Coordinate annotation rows
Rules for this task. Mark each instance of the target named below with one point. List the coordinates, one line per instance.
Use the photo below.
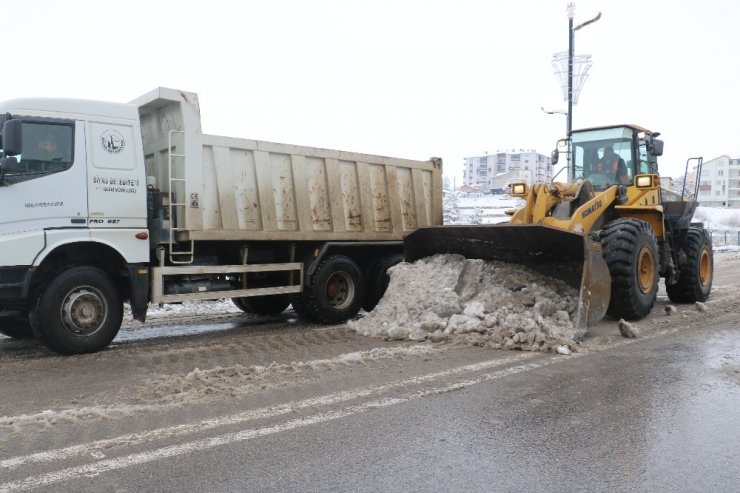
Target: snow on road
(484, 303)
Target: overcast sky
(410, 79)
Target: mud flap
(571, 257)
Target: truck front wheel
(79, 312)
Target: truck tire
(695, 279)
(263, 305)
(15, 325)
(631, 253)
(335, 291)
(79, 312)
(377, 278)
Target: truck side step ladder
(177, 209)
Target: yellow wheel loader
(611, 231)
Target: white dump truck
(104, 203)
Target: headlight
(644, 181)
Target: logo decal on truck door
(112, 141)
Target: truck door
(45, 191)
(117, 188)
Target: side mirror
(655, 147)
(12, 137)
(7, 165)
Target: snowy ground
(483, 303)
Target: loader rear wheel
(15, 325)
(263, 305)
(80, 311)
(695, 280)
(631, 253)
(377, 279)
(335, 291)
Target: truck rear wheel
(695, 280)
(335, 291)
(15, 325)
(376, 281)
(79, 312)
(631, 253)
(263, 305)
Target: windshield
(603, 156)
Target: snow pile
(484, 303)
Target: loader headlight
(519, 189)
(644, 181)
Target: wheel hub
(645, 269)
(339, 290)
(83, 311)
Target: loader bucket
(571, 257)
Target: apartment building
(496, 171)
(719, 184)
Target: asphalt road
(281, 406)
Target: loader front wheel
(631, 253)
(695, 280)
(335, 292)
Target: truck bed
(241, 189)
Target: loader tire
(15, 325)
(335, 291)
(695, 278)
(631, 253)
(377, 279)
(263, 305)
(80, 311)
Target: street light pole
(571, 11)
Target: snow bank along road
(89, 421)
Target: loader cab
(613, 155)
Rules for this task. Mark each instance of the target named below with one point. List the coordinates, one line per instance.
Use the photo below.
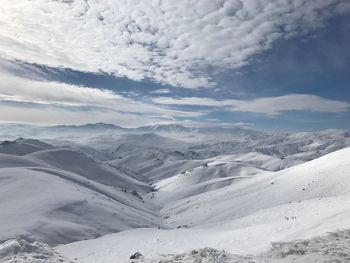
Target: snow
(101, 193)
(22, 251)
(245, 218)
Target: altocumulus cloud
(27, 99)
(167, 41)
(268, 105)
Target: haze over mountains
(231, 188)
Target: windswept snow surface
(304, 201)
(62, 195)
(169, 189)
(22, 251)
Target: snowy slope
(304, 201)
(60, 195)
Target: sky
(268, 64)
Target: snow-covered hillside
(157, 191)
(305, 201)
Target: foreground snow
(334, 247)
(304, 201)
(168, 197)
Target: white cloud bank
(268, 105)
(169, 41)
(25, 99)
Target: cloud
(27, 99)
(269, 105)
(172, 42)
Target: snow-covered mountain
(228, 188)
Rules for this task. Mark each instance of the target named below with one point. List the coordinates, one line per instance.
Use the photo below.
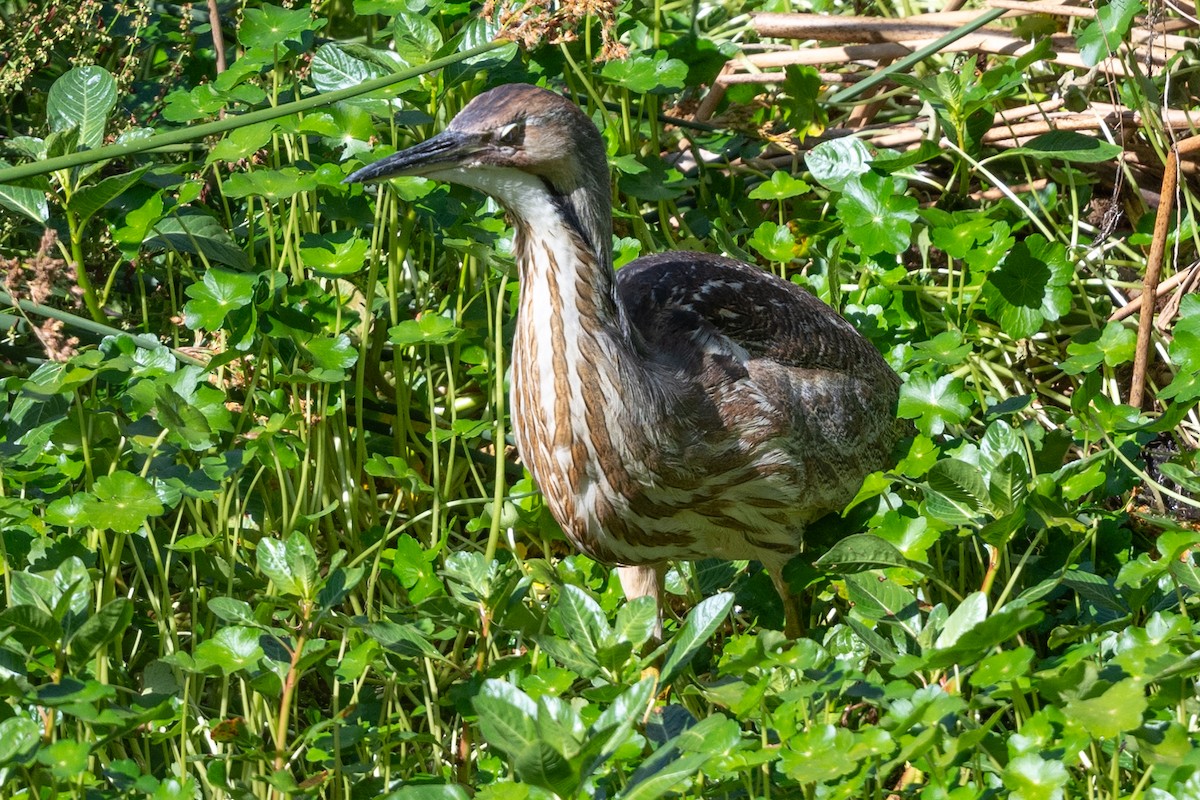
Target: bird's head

• _REQUIREMENTS_
Write out all of the rows above word for word, omitting the pictures.

• _EXERCISE ANSWER_
Rules for this task. Mark each instance of the target named below with one point. List the coordinates, one line per instance.
Use the photo below.
Target: snow on road
(484, 303)
Target: overcast sky
(410, 79)
Target: mud flap
(571, 257)
Target: truck front wheel
(79, 312)
Target: truck tire
(695, 279)
(263, 305)
(15, 325)
(631, 253)
(335, 291)
(79, 312)
(377, 278)
Target: truck side step ladder
(177, 209)
Target: yellow wheel loader
(611, 231)
Target: white dump truck
(104, 203)
Target: headlight
(644, 181)
Target: logo decal on truck door
(112, 141)
Target: truck door
(45, 191)
(117, 188)
Target: side mirror
(655, 147)
(12, 137)
(7, 165)
Target: snowy ground
(483, 303)
Target: loader rear wheel
(15, 325)
(263, 305)
(80, 311)
(695, 280)
(631, 253)
(377, 279)
(335, 291)
Target: truck rear wheel
(695, 280)
(335, 291)
(15, 325)
(376, 281)
(79, 312)
(631, 253)
(263, 305)
Target: windshield
(603, 156)
Target: snow pile
(484, 303)
Target: loader headlight
(519, 189)
(644, 181)
Target: wheel hub
(645, 269)
(339, 290)
(83, 311)
Target: loader bucket
(571, 257)
Target: apartment building
(496, 171)
(719, 184)
Target: asphalt road
(281, 406)
Target: loader front wheel
(631, 253)
(695, 280)
(335, 292)
Target: truck bed
(241, 189)
Target: loader tire
(15, 325)
(335, 291)
(695, 278)
(631, 253)
(377, 279)
(263, 305)
(80, 311)
Target: street light pole
(571, 11)
Target: snow bank along road
(89, 421)
Target: loader cab
(613, 155)
Rules for this task. Mark each instance of the target named below with one point. List the coordinates, one line per instance.
Use the photo below.
Target: snow
(101, 193)
(22, 251)
(245, 218)
Target: altocumulus cloud
(27, 99)
(167, 41)
(268, 105)
Target: haze over mountains
(231, 188)
Target: windswept snow surface
(304, 201)
(62, 195)
(169, 189)
(22, 251)
Target: snowy slope
(304, 201)
(60, 195)
Target: sky
(268, 64)
Target: snow-covered hillside
(157, 191)
(305, 201)
Target: foreground snow
(334, 247)
(304, 201)
(168, 197)
Target: white cloud bank
(268, 105)
(169, 41)
(25, 99)
Target: cloud
(27, 99)
(269, 105)
(172, 42)
Target: snow-covered mountain
(228, 188)
Rules for this task. Mark each instance of the target named below with one point. List the coordinates, one line per instance.
Use the photo below.
Target: bird's head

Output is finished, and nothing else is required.